*** Block opens ***

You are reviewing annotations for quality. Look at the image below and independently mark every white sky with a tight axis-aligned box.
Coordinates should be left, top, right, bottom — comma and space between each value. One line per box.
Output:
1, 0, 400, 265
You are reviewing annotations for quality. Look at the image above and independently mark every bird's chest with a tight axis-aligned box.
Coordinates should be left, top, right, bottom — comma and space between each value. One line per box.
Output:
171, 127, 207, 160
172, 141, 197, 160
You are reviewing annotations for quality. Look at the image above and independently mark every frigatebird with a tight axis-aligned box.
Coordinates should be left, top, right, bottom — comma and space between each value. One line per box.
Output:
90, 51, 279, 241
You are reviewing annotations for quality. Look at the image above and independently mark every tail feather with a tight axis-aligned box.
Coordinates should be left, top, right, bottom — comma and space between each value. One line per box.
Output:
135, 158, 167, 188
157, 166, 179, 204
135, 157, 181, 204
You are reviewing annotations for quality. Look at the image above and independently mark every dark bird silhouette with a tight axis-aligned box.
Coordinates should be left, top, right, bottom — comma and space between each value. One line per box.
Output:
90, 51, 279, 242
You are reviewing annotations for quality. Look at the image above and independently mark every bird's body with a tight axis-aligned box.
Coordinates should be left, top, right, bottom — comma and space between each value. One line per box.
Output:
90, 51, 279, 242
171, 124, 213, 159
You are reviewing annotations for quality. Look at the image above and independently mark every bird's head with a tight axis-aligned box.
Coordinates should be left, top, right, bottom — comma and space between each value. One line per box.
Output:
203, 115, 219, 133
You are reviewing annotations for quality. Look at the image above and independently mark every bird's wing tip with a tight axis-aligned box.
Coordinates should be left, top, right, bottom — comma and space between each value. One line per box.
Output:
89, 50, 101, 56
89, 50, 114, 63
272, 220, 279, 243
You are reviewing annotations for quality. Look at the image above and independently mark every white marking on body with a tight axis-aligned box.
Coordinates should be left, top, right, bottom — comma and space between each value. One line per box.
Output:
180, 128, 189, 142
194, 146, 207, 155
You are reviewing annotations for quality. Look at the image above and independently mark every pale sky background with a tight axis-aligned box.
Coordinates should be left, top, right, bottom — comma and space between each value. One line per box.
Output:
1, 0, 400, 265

*** Block closes ***

- _What needs to be done_: An exact copy of the lines from the one containing "background with a tight axis-aligned box." through the last line of the material, both included, is to be printed, and nothing else.

- _Solution to the problem_:
You are reviewing annotations for quality. Look at the image above and independently mark every pale sky background with a tight axis-aligned box.
Coordinates should be left, top, right, bottom — comma and space between each value. One line per box.
Output:
1, 0, 400, 265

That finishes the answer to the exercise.